_SET TASK 1_
Return every line in the entries below that contains the string "count". Matching is case-sensitive.

_SOURCE TEXT_
Wouldn't it be better to implement the GIST indexing operators of that
package on the standard datatypes?  It wasn't apparent to me what "range
of IP addresses" does for you that isn't covered by "CIDR subnet" for
real-world cases.

            regards, tom lane

Re: Slow join using network address function

From
Nick Barr
Date:
Tom Lane wrote:

>"Eric Jain" <Eric.Jain@isb-sib.ch> writes:
>
>
>>><http://word-to-the-wise.com/ipr.tgz> is a datatype that contains
>>>a range of IPv4 addresses, and which has the various operators to
>>>make it GIST indexable.
>>>
>>>
>
>
>
>>Great, this looks very promising.
>>
>>
>
>
>
>>>No cast operators between ipr and inet types.
>>>
>>>
>
>
>
>>Any way to work around this, short of dumping and reloading tables?
>>
>>
>
>Wouldn't it be better to implement the GIST indexing operators of that
>package on the standard datatypes?  It wasn't apparent to me what "range
>of IP addresses" does for you that isn't covered by "CIDR subnet" for
>real-world cases.
>
>            regards, tom lane
>
>---------------------------(end of broadcast)---------------------------
>TIP 8: explain analyze is your friend
>
>
We currently only allow access to one of our apps based on IP address.
These IPs are stored one per row in a single table, but often represent
a contiguous piece of IP space, but does not represent a full subnet.

_ROWS_
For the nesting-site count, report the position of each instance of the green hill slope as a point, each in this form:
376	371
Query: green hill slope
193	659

---

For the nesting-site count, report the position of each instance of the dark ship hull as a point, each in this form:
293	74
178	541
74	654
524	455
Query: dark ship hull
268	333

_SET TASK 2_
Copy the whole mailing-list thread above word for word.

_EXERCISE SOLUTION 1_
For the nesting-site count, report the position of each instance of the green hill slope as a point, each in this form:
For the nesting-site count, report the position of each instance of the dark ship hull as a point, each in this form:

_EXERCISE SOLUTION 2_
Wouldn't it be better to implement the GIST indexing operators of that
package on the standard datatypes?  It wasn't apparent to me what "range
of IP addresses" does for you that isn't covered by "CIDR subnet" for
real-world cases.

            regards, tom lane

Re: Slow join using network address function

From
Nick Barr
Date:
Tom Lane wrote:

>"Eric Jain" <Eric.Jain@isb-sib.ch> writes:
>
>
>>><http://word-to-the-wise.com/ipr.tgz> is a datatype that contains
>>>a range of IPv4 addresses, and which has the various operators to
>>>make it GIST indexable.
>>>
>>>
>
>
>
>>Great, this looks very promising.
>>
>>
>
>
>
>>>No cast operators between ipr and inet types.
>>>
>>>
>
>
>
>>Any way to work around this, short of dumping and reloading tables?
>>
>>
>
>Wouldn't it be better to implement the GIST indexing operators of that
>package on the standard datatypes?  It wasn't apparent to me what "range
>of IP addresses" does for you that isn't covered by "CIDR subnet" for
>real-world cases.
>
>            regards, tom lane
>
>---------------------------(end of broadcast)---------------------------
>TIP 8: explain analyze is your friend
>
>
We currently only allow access to one of our apps based on IP address.
These IPs are stored one per row in a single table, but often represent
a contiguous piece of IP space, but does not represent a full subnet.